Pointing and labeling lines:
○ ○ ○ ○ ○ ○ ○

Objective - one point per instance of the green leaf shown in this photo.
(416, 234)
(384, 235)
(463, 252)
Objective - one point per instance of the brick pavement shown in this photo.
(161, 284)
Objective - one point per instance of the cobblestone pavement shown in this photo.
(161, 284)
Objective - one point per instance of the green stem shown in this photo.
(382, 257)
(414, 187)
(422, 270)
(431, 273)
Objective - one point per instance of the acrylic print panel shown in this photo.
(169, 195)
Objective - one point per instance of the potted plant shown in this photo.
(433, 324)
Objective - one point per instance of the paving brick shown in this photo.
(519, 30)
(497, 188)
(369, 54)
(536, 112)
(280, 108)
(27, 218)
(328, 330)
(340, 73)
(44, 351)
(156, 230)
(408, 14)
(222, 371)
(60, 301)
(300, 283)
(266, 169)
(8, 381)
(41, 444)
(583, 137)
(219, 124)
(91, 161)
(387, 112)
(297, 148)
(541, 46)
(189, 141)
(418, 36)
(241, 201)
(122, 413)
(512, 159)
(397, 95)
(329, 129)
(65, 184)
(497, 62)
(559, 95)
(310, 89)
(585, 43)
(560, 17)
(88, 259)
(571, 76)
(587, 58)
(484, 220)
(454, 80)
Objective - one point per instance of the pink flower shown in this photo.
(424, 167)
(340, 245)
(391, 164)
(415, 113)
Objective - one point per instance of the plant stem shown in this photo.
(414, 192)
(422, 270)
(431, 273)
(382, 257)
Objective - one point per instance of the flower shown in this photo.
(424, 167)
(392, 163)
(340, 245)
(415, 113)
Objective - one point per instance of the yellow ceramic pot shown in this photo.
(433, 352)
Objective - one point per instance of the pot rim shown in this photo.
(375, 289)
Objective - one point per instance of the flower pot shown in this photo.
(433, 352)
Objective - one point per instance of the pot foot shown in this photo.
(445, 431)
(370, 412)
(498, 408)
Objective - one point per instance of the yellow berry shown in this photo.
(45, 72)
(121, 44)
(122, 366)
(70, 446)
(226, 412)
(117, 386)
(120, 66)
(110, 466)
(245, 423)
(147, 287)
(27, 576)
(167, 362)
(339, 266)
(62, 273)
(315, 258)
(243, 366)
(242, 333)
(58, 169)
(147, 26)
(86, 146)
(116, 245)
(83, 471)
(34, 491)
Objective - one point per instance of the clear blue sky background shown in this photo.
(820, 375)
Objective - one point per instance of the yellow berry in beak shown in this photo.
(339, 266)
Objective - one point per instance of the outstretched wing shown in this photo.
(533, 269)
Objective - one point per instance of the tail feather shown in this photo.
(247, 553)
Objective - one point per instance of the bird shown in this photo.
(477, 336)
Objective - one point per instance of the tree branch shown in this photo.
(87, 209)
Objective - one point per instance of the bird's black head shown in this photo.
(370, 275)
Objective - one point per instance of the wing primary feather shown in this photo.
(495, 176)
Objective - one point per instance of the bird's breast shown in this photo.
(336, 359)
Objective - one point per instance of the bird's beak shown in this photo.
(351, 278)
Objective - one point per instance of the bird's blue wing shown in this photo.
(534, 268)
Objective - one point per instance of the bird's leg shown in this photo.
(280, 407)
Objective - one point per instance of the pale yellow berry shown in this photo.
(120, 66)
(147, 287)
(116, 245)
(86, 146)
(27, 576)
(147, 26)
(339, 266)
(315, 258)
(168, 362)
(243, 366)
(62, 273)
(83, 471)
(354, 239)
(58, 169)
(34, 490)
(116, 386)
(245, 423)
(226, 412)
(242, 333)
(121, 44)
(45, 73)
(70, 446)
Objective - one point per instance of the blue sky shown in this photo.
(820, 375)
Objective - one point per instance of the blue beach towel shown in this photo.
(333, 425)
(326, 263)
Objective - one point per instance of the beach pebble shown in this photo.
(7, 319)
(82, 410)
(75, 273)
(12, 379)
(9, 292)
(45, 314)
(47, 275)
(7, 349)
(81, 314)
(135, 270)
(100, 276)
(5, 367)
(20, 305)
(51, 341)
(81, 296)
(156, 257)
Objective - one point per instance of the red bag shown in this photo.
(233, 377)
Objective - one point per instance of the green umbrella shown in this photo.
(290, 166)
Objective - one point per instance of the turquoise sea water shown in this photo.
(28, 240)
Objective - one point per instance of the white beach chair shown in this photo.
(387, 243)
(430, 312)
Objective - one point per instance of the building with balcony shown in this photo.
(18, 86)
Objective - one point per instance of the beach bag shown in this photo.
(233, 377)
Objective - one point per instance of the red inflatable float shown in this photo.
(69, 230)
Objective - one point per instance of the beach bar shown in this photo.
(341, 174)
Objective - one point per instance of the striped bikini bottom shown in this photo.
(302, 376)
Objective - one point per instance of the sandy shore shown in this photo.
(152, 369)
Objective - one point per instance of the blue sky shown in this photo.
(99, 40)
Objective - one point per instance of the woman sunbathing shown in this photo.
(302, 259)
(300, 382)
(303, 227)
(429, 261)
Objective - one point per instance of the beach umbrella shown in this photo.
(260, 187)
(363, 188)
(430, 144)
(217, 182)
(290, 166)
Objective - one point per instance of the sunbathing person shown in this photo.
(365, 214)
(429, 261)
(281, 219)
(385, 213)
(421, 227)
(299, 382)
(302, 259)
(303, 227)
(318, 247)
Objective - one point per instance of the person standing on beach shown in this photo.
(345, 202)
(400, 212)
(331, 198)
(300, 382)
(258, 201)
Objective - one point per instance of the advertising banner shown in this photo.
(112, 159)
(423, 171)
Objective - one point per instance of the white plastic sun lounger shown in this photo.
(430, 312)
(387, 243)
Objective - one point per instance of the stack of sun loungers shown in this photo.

○ ○ ○ ○ ○ ○ ○

▶ [Directive]: Give these lines again with "Objective" swapped for "Goal" in every line, and leave everything else untouched.

▶ [Answer in full]:
Goal - one point per instance of the green leaf shown in this photo.
(416, 234)
(384, 235)
(463, 252)
Goal - one point per instance of the brick pavement shown in this photo.
(161, 284)
Goal - one point per instance of the cobblestone pavement shown in this photo.
(161, 284)
Goal - one point per instance of the green stem shown in this photo.
(382, 257)
(414, 187)
(422, 270)
(431, 273)
Goal - one point per instance of the acrylic print panel shown in this photo.
(169, 195)
Goal - one point per instance of the potted plant shown in this photo.
(433, 324)
Goal - one point per instance of the paving brick shown in this photo.
(519, 30)
(497, 188)
(369, 54)
(536, 112)
(280, 108)
(27, 218)
(328, 330)
(340, 73)
(44, 351)
(156, 230)
(408, 14)
(222, 371)
(60, 301)
(300, 283)
(266, 169)
(8, 381)
(41, 444)
(583, 137)
(219, 124)
(91, 161)
(387, 112)
(297, 148)
(541, 46)
(189, 141)
(418, 36)
(241, 201)
(122, 413)
(512, 159)
(397, 95)
(329, 129)
(65, 184)
(497, 62)
(559, 95)
(310, 89)
(585, 43)
(560, 17)
(88, 259)
(571, 76)
(587, 58)
(484, 220)
(454, 80)
Goal - one point per instance of the pink flower shown in this photo.
(424, 167)
(340, 245)
(391, 164)
(415, 113)
Goal - one point per instance of the plant stem shown in this photo.
(414, 192)
(422, 270)
(431, 273)
(382, 257)
Goal - one point per instance of the flower shown in this photo.
(424, 167)
(392, 163)
(340, 245)
(415, 113)
Goal - one point per instance of the yellow ceramic pot shown in this photo.
(433, 352)
Goal - one point per instance of the pot rim shown in this photo.
(375, 289)
Goal - one point per instance of the flower pot shown in this photo.
(433, 352)
Goal - one point per instance of the pot foot shown in this photo.
(445, 431)
(370, 412)
(498, 408)
Goal - one point per instance of the yellow berry shown in this photo.
(45, 72)
(121, 44)
(122, 366)
(70, 446)
(226, 412)
(117, 386)
(120, 66)
(110, 466)
(245, 423)
(147, 287)
(27, 576)
(167, 362)
(339, 266)
(62, 273)
(315, 258)
(243, 366)
(242, 333)
(58, 169)
(147, 26)
(86, 146)
(116, 245)
(83, 471)
(34, 491)
Goal - one point per instance of the clear blue sky background shown in this photo.
(820, 375)
Goal - one point per instance of the yellow berry in beak shown in this photo.
(339, 266)
Goal - one point per instance of the outstretched wing shown in this photo.
(533, 269)
Goal - one point per instance of the tail feather shown in this photo.
(247, 553)
Goal - one point per instance of the bird shown in this photo.
(477, 336)
Goal - one point per instance of the tree branch shown in this photo.
(87, 209)
Goal - one point per instance of the bird's black head shown in this photo.
(370, 275)
Goal - one point per instance of the wing primary feather shown in this photo.
(495, 176)
Goal - one point per instance of the bird's breast shown in this photo.
(336, 359)
Goal - one point per instance of the bird's beak shown in this photo.
(351, 278)
Goal - one point per instance of the bird's blue wing shown in this photo.
(534, 268)
Goal - one point per instance of the bird's leg shown in this photo.
(280, 407)
Goal - one point per instance of the pale yellow berry shown in this photo.
(120, 66)
(147, 287)
(116, 245)
(86, 146)
(27, 576)
(147, 26)
(339, 266)
(315, 258)
(168, 362)
(243, 366)
(62, 273)
(83, 471)
(354, 239)
(58, 169)
(34, 490)
(116, 386)
(245, 423)
(226, 412)
(242, 333)
(121, 44)
(45, 73)
(70, 446)
Goal - one point per instance of the blue sky shown in this photo.
(820, 375)
Goal - one point per instance of the blue beach towel shown in this photo.
(333, 425)
(326, 263)
Goal - one point per instance of the beach pebble shown in this photo.
(7, 319)
(82, 410)
(75, 273)
(12, 379)
(9, 292)
(45, 314)
(47, 275)
(7, 349)
(81, 314)
(135, 270)
(100, 276)
(5, 367)
(20, 305)
(51, 341)
(81, 296)
(156, 257)
Goal - one point per instance of the red bag shown in this photo.
(233, 377)
Goal - one point per instance of the green umbrella shown in this photo.
(290, 166)
Goal - one point per instance of the turquoise sea water shown in this photo.
(28, 240)
Goal - one point per instance of the white beach chair shown in this photo.
(387, 243)
(430, 312)
Goal - one point per instance of the building with balcony shown in this photo.
(18, 86)
Goal - one point per instance of the beach bag shown in this photo.
(233, 377)
Goal - one point per instance of the red inflatable float shown in this photo.
(69, 230)
Goal - one point per instance of the beach bar shown in this photo.
(341, 174)
Goal - one point per instance of the striped bikini bottom shown in this photo.
(302, 376)
Goal - one point per instance of the sandy shore shown in this photo.
(152, 369)
Goal - one point per instance of the blue sky shown in this photo.
(99, 40)
Goal - one point per instance of the woman sunbathing shown in this photo.
(302, 259)
(300, 382)
(303, 227)
(429, 261)
Goal - one point per instance of the beach umbrella shown in this photo.
(260, 187)
(363, 188)
(430, 144)
(217, 182)
(290, 166)
Goal - one point per instance of the sunbathing person shown in this photo.
(365, 214)
(429, 261)
(281, 219)
(385, 213)
(421, 227)
(299, 382)
(302, 259)
(303, 227)
(318, 247)
Goal - one point per instance of the person standing on beach shown in this photo.
(345, 202)
(400, 212)
(331, 198)
(300, 382)
(258, 201)
Goal - one point per instance of the advertising banner shown in this photo.
(112, 159)
(423, 171)
Goal - one point per instance of the white plastic sun lounger shown in this photo.
(430, 312)
(387, 243)
Goal - one point per instance of the stack of sun loungers shown in this photo.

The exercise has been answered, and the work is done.